## STATED PROBLEM
Reproduce the records below word for word, leaving out the pictures.

## GIVEN DATA
◆ ◆ ◆

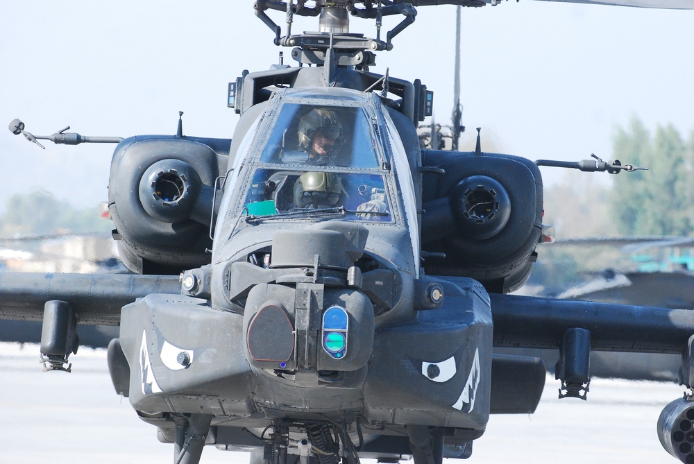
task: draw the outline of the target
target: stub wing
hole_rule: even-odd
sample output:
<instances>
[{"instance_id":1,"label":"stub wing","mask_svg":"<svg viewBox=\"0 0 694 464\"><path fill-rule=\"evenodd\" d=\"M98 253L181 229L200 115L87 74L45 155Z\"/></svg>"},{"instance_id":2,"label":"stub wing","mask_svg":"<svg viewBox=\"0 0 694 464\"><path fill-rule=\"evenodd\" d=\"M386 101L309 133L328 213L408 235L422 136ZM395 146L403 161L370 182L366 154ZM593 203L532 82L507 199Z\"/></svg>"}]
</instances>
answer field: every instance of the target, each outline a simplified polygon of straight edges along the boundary
<instances>
[{"instance_id":1,"label":"stub wing","mask_svg":"<svg viewBox=\"0 0 694 464\"><path fill-rule=\"evenodd\" d=\"M81 323L118 325L121 308L151 293L180 294L178 276L0 272L0 319L40 321L59 300Z\"/></svg>"}]
</instances>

◆ ◆ ◆

## REPLY TO THE TASK
task: draw the outline of the target
target: stub wing
hole_rule: even-odd
sample output:
<instances>
[{"instance_id":1,"label":"stub wing","mask_svg":"<svg viewBox=\"0 0 694 464\"><path fill-rule=\"evenodd\" d=\"M98 253L181 229L200 115L87 74L45 155Z\"/></svg>"},{"instance_id":2,"label":"stub wing","mask_svg":"<svg viewBox=\"0 0 694 464\"><path fill-rule=\"evenodd\" d=\"M386 101L309 133L328 213L408 235L422 136ZM395 146L403 161L370 182L366 154ZM593 203L532 82L507 199Z\"/></svg>"}]
</instances>
answer field: every instance of the target, each outline a simplified polygon of straight edges along the boundary
<instances>
[{"instance_id":1,"label":"stub wing","mask_svg":"<svg viewBox=\"0 0 694 464\"><path fill-rule=\"evenodd\" d=\"M81 323L118 325L121 308L151 293L180 294L178 276L0 272L0 319L40 321L59 300Z\"/></svg>"}]
</instances>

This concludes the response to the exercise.